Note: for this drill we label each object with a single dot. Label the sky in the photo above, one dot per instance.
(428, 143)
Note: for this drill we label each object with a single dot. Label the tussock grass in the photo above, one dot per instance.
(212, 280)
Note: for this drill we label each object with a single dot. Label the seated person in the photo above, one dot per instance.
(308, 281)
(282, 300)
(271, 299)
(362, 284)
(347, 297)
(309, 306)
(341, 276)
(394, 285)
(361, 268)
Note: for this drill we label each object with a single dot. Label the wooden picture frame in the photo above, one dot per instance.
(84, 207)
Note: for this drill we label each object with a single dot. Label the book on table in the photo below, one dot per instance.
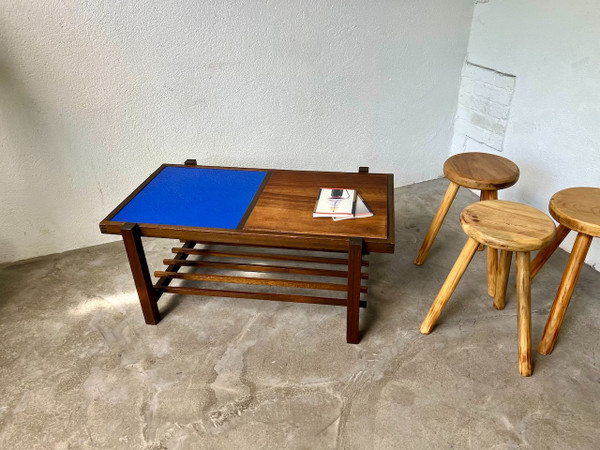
(361, 210)
(335, 202)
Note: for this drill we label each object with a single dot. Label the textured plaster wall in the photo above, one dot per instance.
(95, 95)
(553, 133)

Exercise aim:
What you give back should be exactly the lines from the one with "Label the textured" through the final line of the listing, and no others.

Task answer:
Note: for this drill we label each object with a single dot. Label the textured plaster wall in the photo above, one dot per instance.
(95, 95)
(553, 133)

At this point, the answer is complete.